WORK TO DO - Output every record below exactly as it appears.

ENTRIES SHOWN -

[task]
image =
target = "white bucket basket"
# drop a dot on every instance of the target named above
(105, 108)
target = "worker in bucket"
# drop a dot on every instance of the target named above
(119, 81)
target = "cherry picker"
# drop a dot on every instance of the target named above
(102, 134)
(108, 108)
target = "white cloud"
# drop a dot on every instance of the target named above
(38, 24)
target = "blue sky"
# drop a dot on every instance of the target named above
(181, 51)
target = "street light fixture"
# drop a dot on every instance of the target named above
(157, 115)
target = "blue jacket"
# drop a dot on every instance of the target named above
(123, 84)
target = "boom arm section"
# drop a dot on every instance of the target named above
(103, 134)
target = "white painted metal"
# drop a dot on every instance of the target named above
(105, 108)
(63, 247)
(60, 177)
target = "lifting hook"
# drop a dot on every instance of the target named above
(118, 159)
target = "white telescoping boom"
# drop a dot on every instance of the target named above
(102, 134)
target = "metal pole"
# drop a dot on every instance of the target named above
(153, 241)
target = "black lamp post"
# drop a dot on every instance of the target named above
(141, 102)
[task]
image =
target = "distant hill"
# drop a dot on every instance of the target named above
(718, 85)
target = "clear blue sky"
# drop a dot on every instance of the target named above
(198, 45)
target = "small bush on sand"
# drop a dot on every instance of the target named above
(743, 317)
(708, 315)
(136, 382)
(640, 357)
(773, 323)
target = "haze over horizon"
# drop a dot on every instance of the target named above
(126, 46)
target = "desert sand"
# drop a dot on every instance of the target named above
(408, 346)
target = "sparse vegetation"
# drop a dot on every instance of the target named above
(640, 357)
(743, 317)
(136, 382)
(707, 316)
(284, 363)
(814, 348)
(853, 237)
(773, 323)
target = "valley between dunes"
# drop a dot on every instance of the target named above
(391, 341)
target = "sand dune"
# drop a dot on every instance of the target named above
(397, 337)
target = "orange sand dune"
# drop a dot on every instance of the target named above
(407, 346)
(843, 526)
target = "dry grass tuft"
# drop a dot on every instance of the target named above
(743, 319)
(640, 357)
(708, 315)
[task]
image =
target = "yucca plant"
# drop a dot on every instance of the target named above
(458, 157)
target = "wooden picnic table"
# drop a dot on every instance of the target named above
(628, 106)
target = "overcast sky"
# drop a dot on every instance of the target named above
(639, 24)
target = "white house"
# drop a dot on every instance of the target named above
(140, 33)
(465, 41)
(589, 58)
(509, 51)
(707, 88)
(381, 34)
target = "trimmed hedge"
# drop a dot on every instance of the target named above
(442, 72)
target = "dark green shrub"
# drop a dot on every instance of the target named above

RESULT OF THE TASK -
[task]
image =
target = "white bucket basket"
# drop a dot on every instance of the target named above
(105, 108)
target = "worker in bucket"
# drop a dot on every instance of the target named above
(119, 81)
target = "cherry picker"
# drop a dot on every instance of the target named above
(102, 134)
(108, 108)
target = "white cloud"
# drop a dot on every instance of the target named above
(38, 24)
target = "blue sky"
# drop a dot on every instance of the target named above
(181, 51)
target = "street light fixture"
# drop a dot on every instance of the target named above
(157, 115)
target = "blue jacket"
# drop a dot on every instance of the target named above
(123, 84)
target = "boom arm section"
# drop a dot on every instance of the target named above
(103, 134)
target = "white painted metal"
# drop a dot on every instance of the target named above
(105, 108)
(63, 247)
(60, 177)
target = "lifting hook"
# drop a dot on every instance of the target named above
(118, 159)
target = "white telescoping boom"
# drop a dot on every instance of the target named above
(102, 134)
target = "metal pole"
# drop a dot on every instance of the target named above
(153, 241)
target = "black lamp post"
# drop a dot on every instance of the target named above
(141, 102)
[task]
image =
target = "distant hill"
# drop a dot on every instance of the target named above
(718, 85)
target = "clear blue sky"
# drop a dot on every instance of the target named above
(198, 45)
target = "small bush on sand"
# drop a dot on every instance of the target named above
(743, 317)
(708, 315)
(136, 382)
(640, 357)
(773, 323)
target = "haze over horizon"
# drop a dot on every instance of the target named above
(126, 46)
target = "desert sand"
# drop a dot on every instance of the target named above
(408, 346)
target = "sparse vegetation"
# drop a dot on every instance of the target named above
(640, 357)
(743, 317)
(136, 382)
(707, 316)
(284, 363)
(814, 348)
(853, 237)
(773, 323)
target = "valley between dunes"
# drop a dot on every instance of the target named above
(391, 341)
target = "sand dune"
# drop a dot on every instance of the target named above
(397, 337)
target = "orange sand dune"
# drop a dot on every instance of the target named above
(407, 346)
(843, 526)
target = "dry grass tuft"
# drop a dot on every instance of the target named above
(743, 319)
(640, 357)
(708, 315)
[task]
image =
target = "yucca plant"
# drop a dot on every instance of the target named above
(458, 157)
target = "wooden picnic table"
# drop a dot on every instance of the target named above
(628, 106)
target = "overcast sky"
# drop a dot on every instance of the target named above
(639, 24)
target = "white house"
# drop a dot on every instance of the target named above
(140, 33)
(465, 41)
(589, 58)
(509, 51)
(707, 88)
(381, 34)
target = "trimmed hedge"
# drop a dot on every instance of the target named above
(442, 72)
target = "dark green shrub"
# drop a dot on every instance of the target named above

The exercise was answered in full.